# WHAT IS NEEDED:
Copy the lines below word for word, omitting the pictures from your copy.

begin EXTRACTED RECORDS

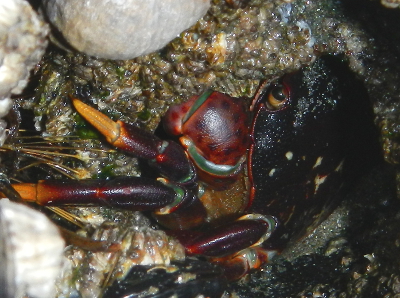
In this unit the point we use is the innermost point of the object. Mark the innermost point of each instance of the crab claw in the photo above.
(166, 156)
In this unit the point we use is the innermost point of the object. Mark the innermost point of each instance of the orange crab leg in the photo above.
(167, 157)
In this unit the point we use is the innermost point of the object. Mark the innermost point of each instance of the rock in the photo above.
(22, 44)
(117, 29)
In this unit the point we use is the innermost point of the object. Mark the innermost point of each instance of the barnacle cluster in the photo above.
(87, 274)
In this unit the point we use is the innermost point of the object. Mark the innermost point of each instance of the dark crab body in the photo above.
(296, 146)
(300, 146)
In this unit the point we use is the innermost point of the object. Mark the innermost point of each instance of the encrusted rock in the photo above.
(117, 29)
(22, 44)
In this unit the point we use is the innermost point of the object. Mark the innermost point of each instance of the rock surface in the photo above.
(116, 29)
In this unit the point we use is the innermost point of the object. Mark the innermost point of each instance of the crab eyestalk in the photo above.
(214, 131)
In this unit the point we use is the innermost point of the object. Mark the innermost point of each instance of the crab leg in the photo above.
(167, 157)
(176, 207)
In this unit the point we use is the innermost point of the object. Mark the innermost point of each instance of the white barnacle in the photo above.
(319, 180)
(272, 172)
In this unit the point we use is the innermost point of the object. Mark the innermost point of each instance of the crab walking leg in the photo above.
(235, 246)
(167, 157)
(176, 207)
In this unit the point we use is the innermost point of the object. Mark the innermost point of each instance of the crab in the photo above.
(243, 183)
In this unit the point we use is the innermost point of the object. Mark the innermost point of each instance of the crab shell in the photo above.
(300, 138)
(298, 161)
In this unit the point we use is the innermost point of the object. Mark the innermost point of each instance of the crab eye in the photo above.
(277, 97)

end EXTRACTED RECORDS

# EXERCISE OUTPUT:
In this unit the point we use is the innermost point of the object. Mark the innermost point of each instance of the crab claw in the photo above.
(166, 156)
In this unit the point we use is the innermost point of the object. Mark the innermost point of each instance of the orange crab leg in the photo above.
(167, 157)
In this unit the point we use is the innermost point of the object. Mark the innermost point of each instance of the rock in the photo above.
(22, 44)
(117, 29)
In this unit the point we use is the innermost point of the object. Mark the innermost point of each instance of the barnacle cluster in the photo above.
(87, 274)
In this unit the point we use is the innermost point of the object. Mark the innermost point of each instance of the dark crab body in the photo above.
(296, 146)
(300, 146)
In this unit the point we use is the innermost point of the object. Mark the innermost point of each instance of the encrusted rock in the photo above.
(117, 29)
(22, 44)
In this unit the point we use is the innermost point of the object. Mark the innermost point of each instance of the rock surface in the photo above.
(116, 29)
In this unit the point we use is the innermost point of the object. Mark the innermost point of each instance of the crab eyestalk in the photo above.
(214, 131)
In this unit the point we use is the innermost point of the object. Mark the innermost point of each instance of the crab leg in the photo above.
(167, 157)
(176, 207)
In this unit the point we use is the innermost point of the object. Mark the innermost point of each instance of the white barnacle in the photo above.
(319, 180)
(272, 172)
In this unit the point we use is the innermost point of the object. Mark the innermost point of each instance of the crab walking leg in the photo above.
(235, 246)
(167, 157)
(176, 207)
In this unit the point we use is the innermost point of the object. Mark the innermost point of each instance of the crab in the photo above.
(243, 183)
In this unit the point we use is the innermost point of the object. Mark the innermost point of each instance of the crab shell in the photo above.
(300, 138)
(298, 161)
In this unit the point we use is the innermost point of the object. Mark the innermost point of each instance of the crab eye in the photo above.
(277, 97)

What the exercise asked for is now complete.